# Gaggia prestige



## Dom36 (Nov 17, 2013)

Hi, I've just purchased this machine, and had a play around with it, using half a bag of coffee and a pint of milk, I've got the hang of the basics, but now have a couple of questions for those in the know.

When I've made an espresso, and I go to remove the coffee 'cake' from the portafiller, it's still wet, is this right? I would have expected the moisture to drop down into the coffee and for this to be dry?

From pressing the brew button on the front, how long should I be letting the coffee pour? Currently I'm just brewing into a cup thats small enough to fit under the unit, however I guess getting some proper shot glasses would solve this problem as I'd just fill these, then stop brewing.

1 level spoon of the measure makes 2 single shots of espresso, or would it be 1 level measure for 1 shot?

It's a shame the manual doesn't give specifics on how to make/brew the coffee









Thanks for for any help


----------



## jeebsy (May 5, 2013)

Your machine might not have a three way solenoid which is what removes the excess water from the puck - this isn't a biggie.

Ideal extraction time is generally given as 27 secs give or take a few either side.

You want your extraction to be based on weight so get yourself some scales. It should be roughly 1.6 times however much coffee you use, so 18 grams of coffee in would give you a shot of about 29 grams out.
════════
WHAT NEEDS TO BE DONE - Carry the Gaggia Prestige espresso thread forward from its last sentence.
════════
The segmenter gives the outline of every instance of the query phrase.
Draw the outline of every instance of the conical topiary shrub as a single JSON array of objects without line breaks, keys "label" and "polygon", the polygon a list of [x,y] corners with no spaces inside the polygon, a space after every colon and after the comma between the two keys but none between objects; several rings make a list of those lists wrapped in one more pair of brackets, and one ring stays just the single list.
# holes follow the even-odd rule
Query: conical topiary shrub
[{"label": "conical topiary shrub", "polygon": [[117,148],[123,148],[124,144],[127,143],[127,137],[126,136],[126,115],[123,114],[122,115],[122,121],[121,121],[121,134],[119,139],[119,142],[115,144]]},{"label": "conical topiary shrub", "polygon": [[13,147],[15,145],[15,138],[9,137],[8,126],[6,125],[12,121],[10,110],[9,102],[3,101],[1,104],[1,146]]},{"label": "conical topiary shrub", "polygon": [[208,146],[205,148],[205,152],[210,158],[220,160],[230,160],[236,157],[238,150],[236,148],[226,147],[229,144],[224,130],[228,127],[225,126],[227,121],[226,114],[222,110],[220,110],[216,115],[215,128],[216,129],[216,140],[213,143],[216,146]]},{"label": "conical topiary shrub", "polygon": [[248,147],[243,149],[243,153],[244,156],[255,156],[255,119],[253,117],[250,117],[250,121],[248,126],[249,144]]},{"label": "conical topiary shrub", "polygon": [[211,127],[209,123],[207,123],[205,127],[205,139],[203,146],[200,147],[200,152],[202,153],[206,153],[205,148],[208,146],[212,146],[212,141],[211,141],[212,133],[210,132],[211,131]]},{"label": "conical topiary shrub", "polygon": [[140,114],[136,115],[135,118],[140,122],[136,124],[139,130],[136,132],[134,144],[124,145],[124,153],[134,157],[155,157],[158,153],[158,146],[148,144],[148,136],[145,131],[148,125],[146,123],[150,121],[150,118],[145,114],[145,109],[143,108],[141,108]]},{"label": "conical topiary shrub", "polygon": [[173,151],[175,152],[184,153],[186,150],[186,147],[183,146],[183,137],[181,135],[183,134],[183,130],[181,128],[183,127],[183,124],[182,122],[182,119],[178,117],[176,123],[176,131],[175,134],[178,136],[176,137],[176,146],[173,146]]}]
════════
EXERCISE RESPONSE -
Sounds like you're using pre-ground too - where are they from? You should look in to buying freshly roasted, whole beans from a good roaster and grinding these yourself as required. You'll get much better results.


----------



## Kyle548 (Jan 24, 2013)

1) I doubt your machine has a solenoid valve, so when you pull a shot there probably are not enough forces acting on the puck to suck the water out; water is a very sticky molecule.

2) you should use 14 - 20g of coffee and aim for 1.4x that amount into your coffee cup. So if you use 14g, aim for 22g into your coffee cup.

This means you really should weigh your coffee.

3) Don't use preground coffee, buy beans and grind them yourself at home.

Failing that, buy freshly roasted beans from a coffee roaster and have them grind them until you can afford a grinder.


----------



## Kyle548 (Jan 24, 2013)

Basically the canned response.


----------



## urbanbumpkin (Jan 30, 2013)

I think the Gaggia Prestige has a pressurised portafilter as standard so the shot times are going to be shorter 15-20secs I think.

A pressurised porter filter does also limit the amount of adjustments you can make to the shot and grind.


----------



## Dom36 (Nov 17, 2013)

Thanks









im not getting into it so much as to buy a grinder etc I'll just accept that it takes 15 seconds









The post about the weights is very interesting I'll try that out tonight, as I don't think I'm using enough grounds, that should make some difference


----------



## Mrboots2u (May 10, 2013)

Dom36 said:


> Thanks
> 
> 
> 
> ...


Ok without fresh coffee from a grinder you will struggle to match the ratios and taste often talked off on here , using a pressurised basket will not help either . This is because the only variables you will have are more or less coffee and how hard you tamp . This will not be sufficient, plus the coffee you are using will not be fresh meaning that it will pour very quickly as well.

I can understand if you don't want to go as " deep " as a grinder purchase , but you just need to be aware of the expectations of the coffee you can produce with the machine and equipment you have .it has it's limitations.

Have fun . Let us know how you get on.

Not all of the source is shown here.